* **What is required**: Check each line of the data below for the word "fence", then extract the ones that have it.

(Collected data)
════════
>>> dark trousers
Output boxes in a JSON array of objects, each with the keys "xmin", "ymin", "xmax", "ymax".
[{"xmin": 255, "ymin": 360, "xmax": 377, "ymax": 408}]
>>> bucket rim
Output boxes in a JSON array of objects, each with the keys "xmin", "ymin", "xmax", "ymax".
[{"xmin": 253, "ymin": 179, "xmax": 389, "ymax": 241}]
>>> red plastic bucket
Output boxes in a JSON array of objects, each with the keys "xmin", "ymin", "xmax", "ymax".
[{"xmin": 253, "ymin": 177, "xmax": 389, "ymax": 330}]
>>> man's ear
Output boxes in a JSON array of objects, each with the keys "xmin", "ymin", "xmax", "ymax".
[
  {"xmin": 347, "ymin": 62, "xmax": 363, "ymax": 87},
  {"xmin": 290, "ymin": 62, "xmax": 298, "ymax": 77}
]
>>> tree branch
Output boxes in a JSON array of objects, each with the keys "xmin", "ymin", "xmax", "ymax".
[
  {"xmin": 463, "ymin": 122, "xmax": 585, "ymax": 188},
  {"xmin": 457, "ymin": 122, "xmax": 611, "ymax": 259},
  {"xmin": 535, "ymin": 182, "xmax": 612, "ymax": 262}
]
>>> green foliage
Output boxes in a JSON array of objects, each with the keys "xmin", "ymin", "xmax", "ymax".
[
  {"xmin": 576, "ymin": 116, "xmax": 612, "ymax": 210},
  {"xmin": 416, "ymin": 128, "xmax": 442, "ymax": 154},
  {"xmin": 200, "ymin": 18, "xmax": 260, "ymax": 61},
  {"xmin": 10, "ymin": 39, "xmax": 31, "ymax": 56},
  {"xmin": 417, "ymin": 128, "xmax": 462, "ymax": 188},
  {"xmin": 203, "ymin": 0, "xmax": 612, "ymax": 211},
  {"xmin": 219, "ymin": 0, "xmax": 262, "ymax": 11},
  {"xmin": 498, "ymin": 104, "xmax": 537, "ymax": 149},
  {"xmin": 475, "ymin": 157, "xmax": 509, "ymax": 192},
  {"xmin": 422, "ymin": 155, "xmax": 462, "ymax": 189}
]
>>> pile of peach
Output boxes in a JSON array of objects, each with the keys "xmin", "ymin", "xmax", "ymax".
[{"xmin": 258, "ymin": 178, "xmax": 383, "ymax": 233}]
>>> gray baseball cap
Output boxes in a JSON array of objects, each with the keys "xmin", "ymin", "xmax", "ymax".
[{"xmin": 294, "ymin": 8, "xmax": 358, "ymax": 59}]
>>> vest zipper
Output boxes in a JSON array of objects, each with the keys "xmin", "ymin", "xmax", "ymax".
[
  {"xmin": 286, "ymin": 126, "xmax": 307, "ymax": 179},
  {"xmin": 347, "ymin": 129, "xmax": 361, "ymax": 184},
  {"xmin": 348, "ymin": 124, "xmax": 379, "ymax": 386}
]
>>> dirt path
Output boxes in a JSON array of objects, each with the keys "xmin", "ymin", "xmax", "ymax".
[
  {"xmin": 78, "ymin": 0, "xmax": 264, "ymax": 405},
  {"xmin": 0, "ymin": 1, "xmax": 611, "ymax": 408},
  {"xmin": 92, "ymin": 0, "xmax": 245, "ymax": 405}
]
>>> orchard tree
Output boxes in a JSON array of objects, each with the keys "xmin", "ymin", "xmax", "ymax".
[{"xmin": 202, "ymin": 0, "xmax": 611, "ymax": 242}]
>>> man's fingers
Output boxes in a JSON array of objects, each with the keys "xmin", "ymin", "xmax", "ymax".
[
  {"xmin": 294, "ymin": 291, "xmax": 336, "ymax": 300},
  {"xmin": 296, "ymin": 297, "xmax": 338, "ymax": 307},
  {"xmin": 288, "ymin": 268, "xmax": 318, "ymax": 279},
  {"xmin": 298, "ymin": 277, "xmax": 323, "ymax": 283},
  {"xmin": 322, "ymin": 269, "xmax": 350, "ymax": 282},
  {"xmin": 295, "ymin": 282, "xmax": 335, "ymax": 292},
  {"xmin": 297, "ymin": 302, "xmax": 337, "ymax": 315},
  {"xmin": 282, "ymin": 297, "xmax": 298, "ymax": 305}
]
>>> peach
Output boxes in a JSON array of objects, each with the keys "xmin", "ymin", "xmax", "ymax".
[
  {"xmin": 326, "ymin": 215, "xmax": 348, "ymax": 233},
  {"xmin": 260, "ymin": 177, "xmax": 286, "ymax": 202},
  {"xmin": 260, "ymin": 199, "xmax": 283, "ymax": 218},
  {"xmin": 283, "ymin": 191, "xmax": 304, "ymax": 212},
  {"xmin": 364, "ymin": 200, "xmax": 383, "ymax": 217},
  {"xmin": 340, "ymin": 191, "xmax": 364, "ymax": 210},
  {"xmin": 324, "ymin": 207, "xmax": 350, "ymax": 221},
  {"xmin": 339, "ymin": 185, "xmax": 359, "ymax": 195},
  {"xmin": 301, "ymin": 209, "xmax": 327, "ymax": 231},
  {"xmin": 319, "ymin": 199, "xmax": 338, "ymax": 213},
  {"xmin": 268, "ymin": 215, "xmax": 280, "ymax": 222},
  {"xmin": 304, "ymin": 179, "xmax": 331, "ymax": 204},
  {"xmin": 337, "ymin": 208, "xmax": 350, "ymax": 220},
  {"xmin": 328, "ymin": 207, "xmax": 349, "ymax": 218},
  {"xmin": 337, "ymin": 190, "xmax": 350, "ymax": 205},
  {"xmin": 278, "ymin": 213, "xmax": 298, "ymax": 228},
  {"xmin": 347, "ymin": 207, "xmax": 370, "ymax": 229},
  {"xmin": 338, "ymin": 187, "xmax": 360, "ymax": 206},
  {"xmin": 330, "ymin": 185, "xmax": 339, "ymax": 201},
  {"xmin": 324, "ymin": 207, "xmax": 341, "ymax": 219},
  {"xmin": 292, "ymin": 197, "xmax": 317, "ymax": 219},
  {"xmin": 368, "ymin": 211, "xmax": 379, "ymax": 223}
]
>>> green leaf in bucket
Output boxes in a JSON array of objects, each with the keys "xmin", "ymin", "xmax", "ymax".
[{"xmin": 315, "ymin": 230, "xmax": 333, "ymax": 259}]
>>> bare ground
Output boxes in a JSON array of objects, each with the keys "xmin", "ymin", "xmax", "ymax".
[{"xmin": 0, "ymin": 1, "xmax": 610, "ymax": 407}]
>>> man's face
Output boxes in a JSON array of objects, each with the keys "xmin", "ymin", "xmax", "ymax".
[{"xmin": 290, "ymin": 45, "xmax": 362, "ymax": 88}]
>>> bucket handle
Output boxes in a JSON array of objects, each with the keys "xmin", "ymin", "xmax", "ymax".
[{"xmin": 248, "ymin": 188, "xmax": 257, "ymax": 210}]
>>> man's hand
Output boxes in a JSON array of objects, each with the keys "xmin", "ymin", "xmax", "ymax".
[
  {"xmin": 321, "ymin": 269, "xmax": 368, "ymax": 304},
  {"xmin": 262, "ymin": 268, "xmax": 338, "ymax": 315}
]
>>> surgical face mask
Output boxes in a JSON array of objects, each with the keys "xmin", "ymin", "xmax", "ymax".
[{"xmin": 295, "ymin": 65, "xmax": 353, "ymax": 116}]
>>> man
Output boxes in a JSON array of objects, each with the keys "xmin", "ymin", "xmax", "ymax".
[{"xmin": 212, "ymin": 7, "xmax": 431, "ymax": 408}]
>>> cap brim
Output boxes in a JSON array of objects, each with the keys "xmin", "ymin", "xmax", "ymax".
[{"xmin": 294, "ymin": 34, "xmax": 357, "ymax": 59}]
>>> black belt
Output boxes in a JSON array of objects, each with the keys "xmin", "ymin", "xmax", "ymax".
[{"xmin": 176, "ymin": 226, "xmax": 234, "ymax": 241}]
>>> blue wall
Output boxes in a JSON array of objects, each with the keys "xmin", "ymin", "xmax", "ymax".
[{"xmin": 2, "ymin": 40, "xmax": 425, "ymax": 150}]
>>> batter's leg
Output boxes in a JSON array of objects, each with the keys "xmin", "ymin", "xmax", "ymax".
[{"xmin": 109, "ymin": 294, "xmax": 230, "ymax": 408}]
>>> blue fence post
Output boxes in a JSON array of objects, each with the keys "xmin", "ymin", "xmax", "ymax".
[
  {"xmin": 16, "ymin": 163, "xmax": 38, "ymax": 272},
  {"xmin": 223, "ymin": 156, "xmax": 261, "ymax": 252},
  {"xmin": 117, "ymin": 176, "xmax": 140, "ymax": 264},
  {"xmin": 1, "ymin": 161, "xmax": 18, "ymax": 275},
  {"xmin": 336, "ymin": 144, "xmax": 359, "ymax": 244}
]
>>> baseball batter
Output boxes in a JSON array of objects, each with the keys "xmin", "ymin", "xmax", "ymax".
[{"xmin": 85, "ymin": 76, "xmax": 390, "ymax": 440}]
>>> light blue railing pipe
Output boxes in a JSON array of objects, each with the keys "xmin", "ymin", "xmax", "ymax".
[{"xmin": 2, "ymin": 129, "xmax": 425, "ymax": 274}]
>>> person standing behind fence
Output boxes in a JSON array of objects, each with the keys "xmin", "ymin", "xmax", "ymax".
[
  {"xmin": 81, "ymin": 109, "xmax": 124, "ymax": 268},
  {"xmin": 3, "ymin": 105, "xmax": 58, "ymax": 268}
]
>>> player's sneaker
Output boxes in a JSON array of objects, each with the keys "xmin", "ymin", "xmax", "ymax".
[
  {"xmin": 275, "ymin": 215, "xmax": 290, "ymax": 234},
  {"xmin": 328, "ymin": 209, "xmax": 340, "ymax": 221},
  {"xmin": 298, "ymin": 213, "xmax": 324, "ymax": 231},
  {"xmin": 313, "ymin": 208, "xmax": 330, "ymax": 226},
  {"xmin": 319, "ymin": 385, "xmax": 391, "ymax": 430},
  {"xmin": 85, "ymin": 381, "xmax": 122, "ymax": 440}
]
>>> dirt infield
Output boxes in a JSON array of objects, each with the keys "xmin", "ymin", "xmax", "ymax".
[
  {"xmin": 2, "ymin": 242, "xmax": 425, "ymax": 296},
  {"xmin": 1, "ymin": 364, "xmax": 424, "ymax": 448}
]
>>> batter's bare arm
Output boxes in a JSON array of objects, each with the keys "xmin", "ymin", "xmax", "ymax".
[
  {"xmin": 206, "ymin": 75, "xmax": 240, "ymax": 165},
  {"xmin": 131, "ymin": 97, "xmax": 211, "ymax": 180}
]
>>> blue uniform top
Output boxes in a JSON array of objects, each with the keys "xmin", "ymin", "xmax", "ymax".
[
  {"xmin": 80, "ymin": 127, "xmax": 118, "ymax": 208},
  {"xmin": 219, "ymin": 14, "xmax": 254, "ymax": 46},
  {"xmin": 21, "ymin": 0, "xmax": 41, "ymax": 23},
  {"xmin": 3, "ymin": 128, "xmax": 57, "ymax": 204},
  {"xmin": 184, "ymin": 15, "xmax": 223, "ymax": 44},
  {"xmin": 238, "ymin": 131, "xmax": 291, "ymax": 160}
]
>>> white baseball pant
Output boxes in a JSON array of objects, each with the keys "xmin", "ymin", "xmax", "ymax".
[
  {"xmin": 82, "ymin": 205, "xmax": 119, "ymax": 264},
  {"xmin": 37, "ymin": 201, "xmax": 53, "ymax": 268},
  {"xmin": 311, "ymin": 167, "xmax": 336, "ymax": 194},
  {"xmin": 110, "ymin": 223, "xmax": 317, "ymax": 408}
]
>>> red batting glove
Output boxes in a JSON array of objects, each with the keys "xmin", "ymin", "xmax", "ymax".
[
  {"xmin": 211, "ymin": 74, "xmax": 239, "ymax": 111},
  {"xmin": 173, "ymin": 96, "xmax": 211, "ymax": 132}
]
════════
* **Result**:
>>> blue fence post
>>> person standing behind fence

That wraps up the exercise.